> **Problem statement**: Rewrite the entries below, changing every "agriculture scouting" to "crop inspection" and leaving everything else as it is.

Dataset entries on object locations:
=====
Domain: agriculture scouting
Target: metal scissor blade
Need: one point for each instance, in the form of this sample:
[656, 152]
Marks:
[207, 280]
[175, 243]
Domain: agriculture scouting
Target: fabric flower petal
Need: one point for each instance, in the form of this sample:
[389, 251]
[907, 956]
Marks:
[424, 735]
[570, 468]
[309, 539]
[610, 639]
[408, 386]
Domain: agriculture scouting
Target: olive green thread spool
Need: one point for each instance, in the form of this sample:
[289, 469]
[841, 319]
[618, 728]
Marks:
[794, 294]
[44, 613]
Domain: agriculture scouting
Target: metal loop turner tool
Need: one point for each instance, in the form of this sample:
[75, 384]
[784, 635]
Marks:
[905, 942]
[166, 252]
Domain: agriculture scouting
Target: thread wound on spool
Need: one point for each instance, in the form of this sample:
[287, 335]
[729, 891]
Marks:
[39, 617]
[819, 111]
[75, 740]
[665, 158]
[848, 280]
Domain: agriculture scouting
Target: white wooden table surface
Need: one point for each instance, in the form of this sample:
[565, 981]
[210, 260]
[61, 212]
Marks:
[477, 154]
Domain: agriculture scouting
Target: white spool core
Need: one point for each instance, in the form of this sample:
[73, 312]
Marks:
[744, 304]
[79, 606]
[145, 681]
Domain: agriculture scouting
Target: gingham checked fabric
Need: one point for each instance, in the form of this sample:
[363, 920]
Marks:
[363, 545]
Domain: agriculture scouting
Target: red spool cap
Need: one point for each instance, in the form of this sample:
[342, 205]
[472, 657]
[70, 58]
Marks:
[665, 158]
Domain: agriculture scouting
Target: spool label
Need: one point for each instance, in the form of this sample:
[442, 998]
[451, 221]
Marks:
=====
> **Written response**:
Domain: crop inspection
Target: metal scissor blade
Need: one point for each instance, in the form of this sample:
[656, 152]
Marks:
[207, 280]
[175, 243]
Domain: crop inspection
Target: fabric flower petal
Need: one point for each instance, in the form of this sample:
[389, 251]
[907, 956]
Marks:
[424, 735]
[570, 468]
[309, 539]
[610, 639]
[408, 386]
Domain: crop inspection
Target: olive green thread spool
Need: one point for each instance, in the form of this sample:
[289, 469]
[841, 319]
[618, 728]
Marks:
[794, 294]
[44, 613]
Domain: crop inspection
Target: metal loop turner tool
Need: one point for each instance, in the form of this sample:
[75, 384]
[784, 635]
Marks:
[905, 942]
[166, 252]
Domain: crop inspection
Target: thread wound on spool
Need: one point for each instance, in the form of this sample:
[287, 335]
[729, 891]
Marks:
[39, 617]
[819, 111]
[75, 740]
[665, 158]
[848, 280]
Domain: crop inspection
Target: white wooden table surface
Need: one point for each instance, in the form of this sample:
[565, 981]
[210, 260]
[61, 212]
Marks:
[477, 154]
Domain: crop inspection
Target: white spool core
Need: one point for each instance, in the form of this sample:
[73, 312]
Marks:
[744, 304]
[79, 606]
[145, 681]
Domain: crop inspection
Target: gingham checked fabric
Need: one point for each instance, in the form of this sample:
[363, 920]
Marks:
[363, 545]
Domain: crop inspection
Target: red spool cap
Need: one point for each instance, in the form of this sample:
[342, 205]
[472, 657]
[70, 58]
Marks:
[665, 158]
Domain: crop inspection
Target: spool label
Need: one point for each instance, in the form of this sample:
[442, 998]
[451, 221]
Marks:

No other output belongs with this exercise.